Sharon Fenn puts Sportseller up for sale
After 19 years running The Sportseller in the Washington Mall, Sharon Fenn is calling it a day.
The longtime entrepreneur has put the sports equipment, apparel and sneaker store up for sale.
“I am 60,” Ms Fenn said. “I am healthy and happy, and it is a good time to move on to the next stage of my life.”
She has had several parties interested in the business, but nothing concrete yet.
“There is no telling how long these things will take,” she said. “In the meantime, I am happy to be there.”
Runners Jim and Debbie Butterfield first opened the Sportseller in the Old Cellar Lane on Front Street back in 1979.
A decade later they sold it to Sutherland Madeiros, one of the founders of the Bermuda Triathlon Association. Ms Fenn joined the staff in 1993 and became a manager and buyer.
“Over the years I took on more and more responsibility for buying merchandise and running the store,” she said.
After buying the business in 2004, she worked hard to build up relationships with customers, and increase the Sportseller’s sales presence.
“The pandemic gave me some time to think about how we were going to progress with the business and survive the pandemic as it rolled out,” Ms Fenn said.
They turned up their social media presence, and utilised their customer e-mail database to market the store during the global health crisis.
Ms Fenn decided against creating a website to sell her products.
“We do not sell on the web,” she said. “I have been very particular about that. The service we supply to our customers is very personal. It cannot be duplicated on a webpage.”
And she said, as a small business, it can be difficult to maintain a website when you do not have the staff or know-how to do it.
“Our customers were amazing,” she said. “They contacted us when they needed anything.”

○ ○ ○

• [Parts of the exercise]:
**1)** In what year did Sharon Fenn buy the business, according to the Sportseller article?
**2)** Echo the part of the Sportseller article that opens with the words containing "Sharon Fenn puts" and closes with "back in 1979.".
**3)** Write what follows the final sentence of the Sportseller article, continuing it from that point.
The listing that comes next is drawn from a separate source.

○ ○ ○

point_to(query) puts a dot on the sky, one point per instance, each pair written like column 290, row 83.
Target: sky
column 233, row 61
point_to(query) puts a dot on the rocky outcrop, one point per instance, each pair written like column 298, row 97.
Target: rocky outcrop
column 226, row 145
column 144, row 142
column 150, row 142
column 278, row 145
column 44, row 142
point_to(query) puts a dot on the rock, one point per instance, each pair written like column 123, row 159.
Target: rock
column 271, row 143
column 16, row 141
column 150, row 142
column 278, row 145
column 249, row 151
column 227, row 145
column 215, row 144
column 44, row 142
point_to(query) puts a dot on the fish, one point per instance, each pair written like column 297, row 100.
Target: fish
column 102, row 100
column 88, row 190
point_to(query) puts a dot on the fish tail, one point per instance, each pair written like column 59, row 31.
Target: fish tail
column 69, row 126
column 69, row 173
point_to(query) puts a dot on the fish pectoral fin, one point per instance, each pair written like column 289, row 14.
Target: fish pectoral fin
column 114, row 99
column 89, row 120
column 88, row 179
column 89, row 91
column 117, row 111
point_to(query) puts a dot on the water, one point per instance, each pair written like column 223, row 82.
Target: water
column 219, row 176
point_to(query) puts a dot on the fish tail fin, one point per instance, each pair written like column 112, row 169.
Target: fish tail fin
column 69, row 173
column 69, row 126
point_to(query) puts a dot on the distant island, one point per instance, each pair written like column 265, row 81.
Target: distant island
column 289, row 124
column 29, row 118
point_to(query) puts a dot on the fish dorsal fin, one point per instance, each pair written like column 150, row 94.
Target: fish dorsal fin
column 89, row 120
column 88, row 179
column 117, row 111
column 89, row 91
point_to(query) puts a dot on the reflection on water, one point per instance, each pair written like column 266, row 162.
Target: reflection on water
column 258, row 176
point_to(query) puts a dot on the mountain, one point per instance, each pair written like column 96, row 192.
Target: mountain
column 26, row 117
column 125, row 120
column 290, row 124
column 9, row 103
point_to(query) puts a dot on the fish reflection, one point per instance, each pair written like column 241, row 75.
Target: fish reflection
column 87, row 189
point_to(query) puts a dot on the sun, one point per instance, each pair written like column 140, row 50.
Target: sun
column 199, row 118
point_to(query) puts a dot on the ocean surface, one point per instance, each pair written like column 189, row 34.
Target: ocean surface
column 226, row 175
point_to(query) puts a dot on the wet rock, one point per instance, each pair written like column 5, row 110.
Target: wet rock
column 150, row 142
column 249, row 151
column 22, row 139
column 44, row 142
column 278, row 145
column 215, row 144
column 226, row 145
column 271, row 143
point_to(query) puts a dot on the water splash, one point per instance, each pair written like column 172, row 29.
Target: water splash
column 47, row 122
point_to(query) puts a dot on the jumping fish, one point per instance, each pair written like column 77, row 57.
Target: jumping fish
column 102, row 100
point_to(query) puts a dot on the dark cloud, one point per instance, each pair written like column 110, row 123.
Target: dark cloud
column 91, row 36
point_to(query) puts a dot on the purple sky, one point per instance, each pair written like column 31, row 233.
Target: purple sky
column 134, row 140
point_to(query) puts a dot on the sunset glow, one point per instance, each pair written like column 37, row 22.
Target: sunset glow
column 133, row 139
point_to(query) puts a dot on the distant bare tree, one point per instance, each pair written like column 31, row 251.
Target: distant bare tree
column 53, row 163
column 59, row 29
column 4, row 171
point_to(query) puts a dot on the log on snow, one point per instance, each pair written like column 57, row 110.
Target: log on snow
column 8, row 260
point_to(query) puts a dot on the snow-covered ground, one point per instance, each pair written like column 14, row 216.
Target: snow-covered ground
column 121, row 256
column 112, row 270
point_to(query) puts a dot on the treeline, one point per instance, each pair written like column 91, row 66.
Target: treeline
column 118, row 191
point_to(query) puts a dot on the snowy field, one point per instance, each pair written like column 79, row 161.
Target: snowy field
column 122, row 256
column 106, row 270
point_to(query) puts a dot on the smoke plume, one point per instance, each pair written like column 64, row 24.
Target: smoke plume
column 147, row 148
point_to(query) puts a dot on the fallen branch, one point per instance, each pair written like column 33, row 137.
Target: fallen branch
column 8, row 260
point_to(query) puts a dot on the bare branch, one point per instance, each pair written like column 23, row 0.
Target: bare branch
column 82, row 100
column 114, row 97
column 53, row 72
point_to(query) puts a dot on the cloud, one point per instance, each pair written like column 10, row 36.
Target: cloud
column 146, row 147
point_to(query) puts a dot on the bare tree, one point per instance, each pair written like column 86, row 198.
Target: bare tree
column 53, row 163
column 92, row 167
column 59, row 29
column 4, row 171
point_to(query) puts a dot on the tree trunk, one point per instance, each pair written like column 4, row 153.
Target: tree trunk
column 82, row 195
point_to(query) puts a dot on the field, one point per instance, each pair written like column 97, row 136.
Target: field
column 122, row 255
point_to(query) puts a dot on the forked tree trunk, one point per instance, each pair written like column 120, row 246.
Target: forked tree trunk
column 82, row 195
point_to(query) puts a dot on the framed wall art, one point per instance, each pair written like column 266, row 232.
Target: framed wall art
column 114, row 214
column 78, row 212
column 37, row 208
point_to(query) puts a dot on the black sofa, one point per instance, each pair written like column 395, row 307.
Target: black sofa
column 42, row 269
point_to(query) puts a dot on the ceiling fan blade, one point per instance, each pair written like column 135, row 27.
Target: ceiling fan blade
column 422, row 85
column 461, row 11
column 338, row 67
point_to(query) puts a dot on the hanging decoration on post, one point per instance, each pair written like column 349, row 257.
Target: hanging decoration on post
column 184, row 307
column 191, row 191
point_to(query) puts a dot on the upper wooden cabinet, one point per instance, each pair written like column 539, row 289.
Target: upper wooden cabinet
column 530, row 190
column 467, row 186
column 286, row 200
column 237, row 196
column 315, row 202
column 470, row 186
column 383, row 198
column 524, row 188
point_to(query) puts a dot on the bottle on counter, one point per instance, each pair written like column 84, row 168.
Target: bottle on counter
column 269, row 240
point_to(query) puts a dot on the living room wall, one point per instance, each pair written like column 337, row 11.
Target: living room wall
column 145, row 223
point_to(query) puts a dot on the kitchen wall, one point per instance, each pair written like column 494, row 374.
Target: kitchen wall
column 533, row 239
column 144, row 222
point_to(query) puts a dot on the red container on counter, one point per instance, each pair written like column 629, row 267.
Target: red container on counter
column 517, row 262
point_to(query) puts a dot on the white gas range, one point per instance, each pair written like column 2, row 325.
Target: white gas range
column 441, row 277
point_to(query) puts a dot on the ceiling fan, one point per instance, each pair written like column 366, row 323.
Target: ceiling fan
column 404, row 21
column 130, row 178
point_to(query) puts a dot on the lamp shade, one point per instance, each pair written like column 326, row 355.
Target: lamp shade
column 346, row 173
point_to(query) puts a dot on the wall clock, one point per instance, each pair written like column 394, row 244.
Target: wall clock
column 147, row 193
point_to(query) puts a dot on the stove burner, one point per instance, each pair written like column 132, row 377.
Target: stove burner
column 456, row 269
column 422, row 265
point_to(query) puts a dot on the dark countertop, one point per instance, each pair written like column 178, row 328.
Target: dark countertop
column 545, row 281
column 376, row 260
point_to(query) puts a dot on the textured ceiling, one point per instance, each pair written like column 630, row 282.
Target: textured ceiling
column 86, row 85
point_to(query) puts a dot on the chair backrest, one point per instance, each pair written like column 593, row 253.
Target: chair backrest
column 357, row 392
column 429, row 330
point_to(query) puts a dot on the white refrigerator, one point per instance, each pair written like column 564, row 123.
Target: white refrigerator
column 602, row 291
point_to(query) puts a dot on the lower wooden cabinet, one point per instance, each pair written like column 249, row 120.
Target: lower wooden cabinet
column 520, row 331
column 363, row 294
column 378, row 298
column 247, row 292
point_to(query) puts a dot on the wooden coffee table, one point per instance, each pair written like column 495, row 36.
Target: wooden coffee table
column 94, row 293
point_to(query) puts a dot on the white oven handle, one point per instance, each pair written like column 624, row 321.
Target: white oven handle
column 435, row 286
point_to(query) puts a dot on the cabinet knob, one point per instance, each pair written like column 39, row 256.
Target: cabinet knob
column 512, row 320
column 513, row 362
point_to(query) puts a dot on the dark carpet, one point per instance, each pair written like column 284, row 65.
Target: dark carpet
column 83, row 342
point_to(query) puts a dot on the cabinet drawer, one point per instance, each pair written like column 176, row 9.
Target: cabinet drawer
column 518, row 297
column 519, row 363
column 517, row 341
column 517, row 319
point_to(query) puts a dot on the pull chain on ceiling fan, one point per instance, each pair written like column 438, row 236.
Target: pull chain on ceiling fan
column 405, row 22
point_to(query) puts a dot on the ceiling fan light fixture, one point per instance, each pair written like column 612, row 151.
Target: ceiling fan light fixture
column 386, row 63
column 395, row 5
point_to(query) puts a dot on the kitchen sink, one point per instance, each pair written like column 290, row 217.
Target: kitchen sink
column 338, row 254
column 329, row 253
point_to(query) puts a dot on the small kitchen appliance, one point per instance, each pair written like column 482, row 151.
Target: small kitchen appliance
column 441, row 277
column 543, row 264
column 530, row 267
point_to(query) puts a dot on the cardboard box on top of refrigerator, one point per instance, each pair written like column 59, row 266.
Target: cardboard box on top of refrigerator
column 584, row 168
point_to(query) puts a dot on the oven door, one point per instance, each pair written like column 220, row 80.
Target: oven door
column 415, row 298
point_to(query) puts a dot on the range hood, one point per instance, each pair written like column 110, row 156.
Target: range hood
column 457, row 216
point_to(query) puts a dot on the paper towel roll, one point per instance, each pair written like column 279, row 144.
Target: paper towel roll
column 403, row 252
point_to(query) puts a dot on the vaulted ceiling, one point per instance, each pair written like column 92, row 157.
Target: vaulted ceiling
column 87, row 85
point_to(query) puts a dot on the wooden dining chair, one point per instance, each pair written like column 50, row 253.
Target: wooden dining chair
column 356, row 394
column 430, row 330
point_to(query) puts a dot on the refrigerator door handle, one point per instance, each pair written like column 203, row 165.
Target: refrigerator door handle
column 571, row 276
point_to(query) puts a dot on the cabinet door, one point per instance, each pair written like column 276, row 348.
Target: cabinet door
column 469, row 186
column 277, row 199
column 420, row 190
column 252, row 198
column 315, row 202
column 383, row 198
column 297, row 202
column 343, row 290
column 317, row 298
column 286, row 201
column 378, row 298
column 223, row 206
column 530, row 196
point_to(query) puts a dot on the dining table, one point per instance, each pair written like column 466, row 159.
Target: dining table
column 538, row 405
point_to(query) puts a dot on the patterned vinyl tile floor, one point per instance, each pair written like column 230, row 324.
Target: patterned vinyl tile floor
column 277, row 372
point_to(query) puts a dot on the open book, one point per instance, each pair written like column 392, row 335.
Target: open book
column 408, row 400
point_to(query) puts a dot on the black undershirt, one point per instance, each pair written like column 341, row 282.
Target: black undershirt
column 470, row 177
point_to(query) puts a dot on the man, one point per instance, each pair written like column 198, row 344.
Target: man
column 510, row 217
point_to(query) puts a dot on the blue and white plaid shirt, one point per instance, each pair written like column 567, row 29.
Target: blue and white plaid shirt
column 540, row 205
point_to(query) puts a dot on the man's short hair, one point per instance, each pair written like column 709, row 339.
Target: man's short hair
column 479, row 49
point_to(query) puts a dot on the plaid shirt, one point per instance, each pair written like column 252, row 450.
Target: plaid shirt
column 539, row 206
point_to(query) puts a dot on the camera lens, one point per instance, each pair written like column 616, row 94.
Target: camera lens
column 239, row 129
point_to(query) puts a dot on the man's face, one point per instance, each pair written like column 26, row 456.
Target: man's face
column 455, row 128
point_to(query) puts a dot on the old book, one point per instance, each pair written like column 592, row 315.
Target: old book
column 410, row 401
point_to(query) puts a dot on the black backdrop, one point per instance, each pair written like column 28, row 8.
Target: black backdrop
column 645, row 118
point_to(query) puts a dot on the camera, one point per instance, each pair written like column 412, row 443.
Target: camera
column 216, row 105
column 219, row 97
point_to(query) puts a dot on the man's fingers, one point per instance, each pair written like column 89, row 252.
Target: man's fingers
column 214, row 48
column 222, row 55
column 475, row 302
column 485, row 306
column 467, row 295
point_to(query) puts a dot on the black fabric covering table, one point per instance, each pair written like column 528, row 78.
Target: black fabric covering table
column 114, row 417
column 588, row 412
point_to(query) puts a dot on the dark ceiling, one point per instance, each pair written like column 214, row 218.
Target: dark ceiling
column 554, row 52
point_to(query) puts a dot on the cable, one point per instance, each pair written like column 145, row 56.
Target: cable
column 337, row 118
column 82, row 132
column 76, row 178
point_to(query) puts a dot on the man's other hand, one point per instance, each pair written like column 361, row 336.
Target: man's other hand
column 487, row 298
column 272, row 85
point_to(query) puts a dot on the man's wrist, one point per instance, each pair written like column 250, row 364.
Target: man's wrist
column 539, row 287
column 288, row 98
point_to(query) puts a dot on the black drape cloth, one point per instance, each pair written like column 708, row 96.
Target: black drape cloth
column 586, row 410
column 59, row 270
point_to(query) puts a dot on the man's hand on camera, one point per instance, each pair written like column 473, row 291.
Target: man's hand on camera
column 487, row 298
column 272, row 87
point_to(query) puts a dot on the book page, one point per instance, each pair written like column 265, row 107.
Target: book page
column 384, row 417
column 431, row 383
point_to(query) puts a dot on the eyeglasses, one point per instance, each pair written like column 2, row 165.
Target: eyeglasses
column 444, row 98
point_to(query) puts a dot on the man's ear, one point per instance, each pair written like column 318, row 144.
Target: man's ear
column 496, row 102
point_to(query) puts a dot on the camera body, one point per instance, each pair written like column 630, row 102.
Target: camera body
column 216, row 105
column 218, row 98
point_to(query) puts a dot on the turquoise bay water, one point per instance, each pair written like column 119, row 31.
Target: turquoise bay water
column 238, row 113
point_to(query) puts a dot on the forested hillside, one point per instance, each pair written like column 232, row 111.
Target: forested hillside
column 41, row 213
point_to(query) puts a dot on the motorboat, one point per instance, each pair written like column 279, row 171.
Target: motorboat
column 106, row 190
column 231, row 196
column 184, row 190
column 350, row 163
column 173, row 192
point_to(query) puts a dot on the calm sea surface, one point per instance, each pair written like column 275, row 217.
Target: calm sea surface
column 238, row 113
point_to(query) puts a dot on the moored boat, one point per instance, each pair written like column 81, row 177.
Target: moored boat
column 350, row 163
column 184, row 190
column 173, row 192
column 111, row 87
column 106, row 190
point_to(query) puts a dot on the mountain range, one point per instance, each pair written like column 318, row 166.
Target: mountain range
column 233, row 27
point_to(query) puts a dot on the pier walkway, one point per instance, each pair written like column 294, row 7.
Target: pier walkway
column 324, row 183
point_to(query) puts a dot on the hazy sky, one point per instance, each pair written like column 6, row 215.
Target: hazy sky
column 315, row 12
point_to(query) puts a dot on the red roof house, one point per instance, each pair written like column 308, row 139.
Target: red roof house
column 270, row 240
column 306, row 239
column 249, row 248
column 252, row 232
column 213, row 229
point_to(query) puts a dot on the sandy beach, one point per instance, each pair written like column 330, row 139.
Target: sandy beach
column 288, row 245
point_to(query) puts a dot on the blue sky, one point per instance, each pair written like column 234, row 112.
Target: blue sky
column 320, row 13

○ ○ ○

• [Responses by item number]:
**1)** 2004

**2)**
Sharon Fenn puts Sportseller up for sale
After 19 years running The Sportseller in the Washington Mall, Sharon Fenn is calling it a day.
The longtime entrepreneur has put the sports equipment, apparel and sneaker store up for sale.
“I am 60,” Ms Fenn said. “I am healthy and happy, and it is a good time to move on to the next stage of my life.”
She has had several parties interested in the business, but nothing concrete yet.
“There is no telling how long these things will take,” she said. “In the meantime, I am happy to be there.”
Runners Jim and Debbie Butterfield first opened the Sportseller in the Old Cellar Lane on Front Street back in 1979.

**3)**
Through the long days of social distancing, the Sportseller did virtual shoe fittings through online apps such as WhatsApp, and also offered kerbside pick-up.
Today, Ms Fenn does not regret her decision to forgo a website.
“I did not have to compromise my thinking and my way of doing business,” she said.
She said the pandemic was heartbreaking for many people, but it felt great to be doing their part to help people feel happier and stay fit.
“We were eager to get back to work in person,” she said. “We did not look at people’s faces for 18 months, so it was great to get back to semi-normal.”
But she said since the pandemic began they have battled supply chain issues. She said many people in Bermuda had never thought much about where their food or goods came from, until Covid-19.
She is proud that she and her staff were able to keep the business running through such a difficult time.
“We were lucky in what we sold,” she said. “We did not experience anything catastrophic.”
But now, she is ready to move on.
When the store sells she will miss it “incredibly”, but she has plans.
“Travelling is at the top off my list,” she said. “My husband and I will spend longer times away from Bermuda and just enjoy our lives.”